YOUR GOAL: Please find each line below that contains the word "rock" and copy those lines out in full.

Lines of data:
%%
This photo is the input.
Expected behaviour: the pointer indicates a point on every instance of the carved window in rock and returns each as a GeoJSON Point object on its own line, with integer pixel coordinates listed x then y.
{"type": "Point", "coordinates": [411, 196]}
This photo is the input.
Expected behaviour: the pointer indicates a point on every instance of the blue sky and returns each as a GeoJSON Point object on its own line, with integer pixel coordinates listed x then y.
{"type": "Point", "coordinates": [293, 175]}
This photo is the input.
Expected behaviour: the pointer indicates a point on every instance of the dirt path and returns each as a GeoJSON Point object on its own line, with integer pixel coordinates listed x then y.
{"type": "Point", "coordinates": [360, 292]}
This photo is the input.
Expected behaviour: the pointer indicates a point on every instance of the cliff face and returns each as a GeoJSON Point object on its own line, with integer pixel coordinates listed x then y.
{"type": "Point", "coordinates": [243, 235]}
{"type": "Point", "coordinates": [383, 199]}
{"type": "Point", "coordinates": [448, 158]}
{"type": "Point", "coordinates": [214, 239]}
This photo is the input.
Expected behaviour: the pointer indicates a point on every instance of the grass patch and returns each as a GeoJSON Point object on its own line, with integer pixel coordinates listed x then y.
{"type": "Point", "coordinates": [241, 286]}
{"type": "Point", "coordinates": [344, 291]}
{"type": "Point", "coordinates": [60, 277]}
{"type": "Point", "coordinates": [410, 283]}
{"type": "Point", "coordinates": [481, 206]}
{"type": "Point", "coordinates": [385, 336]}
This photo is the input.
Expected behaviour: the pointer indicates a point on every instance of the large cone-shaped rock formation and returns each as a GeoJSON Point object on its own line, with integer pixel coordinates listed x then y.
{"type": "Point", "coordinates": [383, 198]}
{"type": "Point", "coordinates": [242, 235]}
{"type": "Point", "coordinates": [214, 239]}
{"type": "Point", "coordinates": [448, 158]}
%%
EXERCISE RESULT:
Expected behaviour: the pointer indicates a point on every instance of the carved window in rock and returns each as a GeoJSON Point object on its own line, with integer pixel coordinates listed x then y.
Expected behaviour: the pointer indicates a point on every instance of the large cone-shaped rock formation and returns each as a GeoJSON Point object on its own line, with integer pixel coordinates listed x then y.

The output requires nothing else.